**任务要求:** 请把下面全部条目整理成编号列表，去掉空行，图片不要放进结果里。

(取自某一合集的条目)
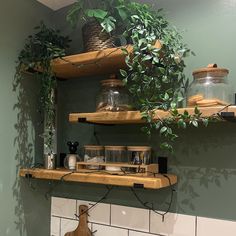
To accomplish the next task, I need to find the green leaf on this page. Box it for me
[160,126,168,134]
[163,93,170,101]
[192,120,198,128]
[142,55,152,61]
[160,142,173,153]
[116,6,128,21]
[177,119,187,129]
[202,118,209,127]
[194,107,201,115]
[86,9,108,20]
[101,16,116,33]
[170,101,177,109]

**解答如下:**
1. To accomplish the next task, I need to find the green leaf on this page. Box it for me
2. [160,126,168,134]
3. [163,93,170,101]
4. [192,120,198,128]
5. [142,55,152,61]
6. [160,142,173,153]
7. [116,6,128,21]
8. [177,119,187,129]
9. [202,118,209,127]
10. [194,107,201,115]
11. [86,9,108,20]
12. [101,16,116,33]
13. [170,101,177,109]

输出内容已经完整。